- **About this exercise**: In the passage on the origins of cacao, what does the Aztec word xocolatl mean?

The origins of Cacao, aka the Food of the Gods

Cocoa beans from the cacao tree have had a long and remarkable history, being used for everything from money to medicine and religious rituals, eventually becoming the basis of one of the world’s favorite sweet treats. Believed by the Maya and Aztecs of Mexico and Central America to be a gift of the gods, chocolate in those civilizations was only for the elite and for special occasions, served after feasts and drunk from gourd cups. In fact, it was thought to be an ill omen if an ordinary person drank it. For some rituals, it was mixed with blood, which was also seen as sacred. The name chocolate comes from the Aztec word xocolatl, which means ‘bitter water’. Carl Linnaeus, the 18th century Swedish naturalist, echoed early beliefs when he named the cacao tree Theobroma cacao- theobroma is Latin for ‘food of the gods’.

The right conditions:

Cacao trees, originally from tropical Mexico, Central America, and northern South America, grow in damp conditions, where they can be pollinated by midges and shaded by taller tropical trees. The trees shed all their leaves and die if the temperature falls below 60F (15.5C). Cacao seeds grow well when planted in ideal conditions and the trees will fruit by their third or fourth year. The cacao pods grow directly from the trunk and branches in an unusual way known as cauliflory. This was outside the knowledge of early botanical illustrators so it was often drawn incorrectly in the style of more familiar fruit trees with pods shown hanging from the ends of branches. Three main varieties of cacao tree are cultivated today. Although they can grow to about 60ft (18m) in height, they are usually restricted to 20ft (6m) or so in plantations for ease of picking, and the pods are harvested twice a year. The Criollo variety produces the finest beans and may even be the same ones that were harvested by the Maya and the Aztecs. Although the flavor is considered to be outstanding, they are susceptible to many diseases, are difficult to grow and produce fewer beans per pod than some varieties. The more reliable Forastero is the major commercial variety, accounting for 80 percent of world production.  The Trinitario is a natural hybrid that came about after a storm on Trinidad was assumed to have wiped out all the Criollo trees there. Forastero trees were planted but natural hybrids occurred combining the best features of both varieties. The tree cannot disperser its own seeds, but needs intervention by humans or another agent to do this.

- **Raw data**:
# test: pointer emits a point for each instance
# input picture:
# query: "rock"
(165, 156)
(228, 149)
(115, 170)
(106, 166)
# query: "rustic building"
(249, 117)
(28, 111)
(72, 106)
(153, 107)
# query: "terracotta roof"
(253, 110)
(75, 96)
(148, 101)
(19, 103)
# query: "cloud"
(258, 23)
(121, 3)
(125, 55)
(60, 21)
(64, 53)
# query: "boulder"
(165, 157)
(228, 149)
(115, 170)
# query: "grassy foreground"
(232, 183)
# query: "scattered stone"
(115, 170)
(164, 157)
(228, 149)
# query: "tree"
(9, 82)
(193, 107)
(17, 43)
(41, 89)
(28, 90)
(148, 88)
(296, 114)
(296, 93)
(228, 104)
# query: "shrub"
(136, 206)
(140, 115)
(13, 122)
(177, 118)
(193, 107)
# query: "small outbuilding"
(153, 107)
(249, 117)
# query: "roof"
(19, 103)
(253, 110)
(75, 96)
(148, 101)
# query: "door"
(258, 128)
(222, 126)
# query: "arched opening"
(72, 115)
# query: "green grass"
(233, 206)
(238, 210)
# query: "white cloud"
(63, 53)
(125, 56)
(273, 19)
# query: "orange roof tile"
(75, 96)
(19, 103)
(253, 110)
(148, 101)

--

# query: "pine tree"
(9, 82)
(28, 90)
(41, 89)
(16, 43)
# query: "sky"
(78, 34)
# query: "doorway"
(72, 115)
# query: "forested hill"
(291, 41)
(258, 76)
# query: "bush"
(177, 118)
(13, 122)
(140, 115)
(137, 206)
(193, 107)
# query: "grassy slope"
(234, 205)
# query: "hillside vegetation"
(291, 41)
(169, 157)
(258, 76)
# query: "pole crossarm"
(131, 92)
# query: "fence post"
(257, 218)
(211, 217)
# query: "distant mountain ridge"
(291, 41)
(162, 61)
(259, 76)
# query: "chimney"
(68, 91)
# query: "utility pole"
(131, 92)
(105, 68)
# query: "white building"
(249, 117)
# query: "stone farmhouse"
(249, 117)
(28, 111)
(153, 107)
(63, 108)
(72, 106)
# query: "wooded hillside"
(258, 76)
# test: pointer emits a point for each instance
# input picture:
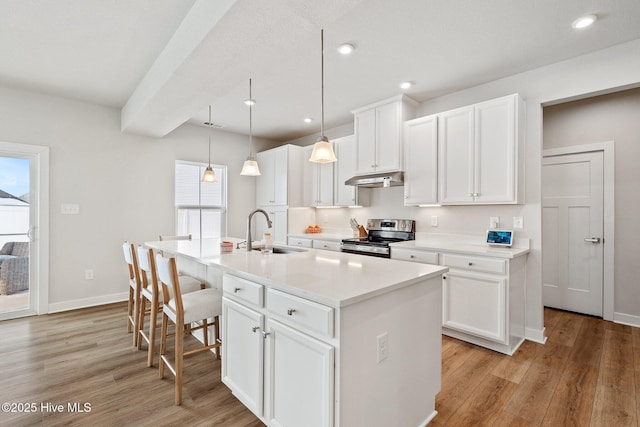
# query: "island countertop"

- **Task result**: It means "bitter water."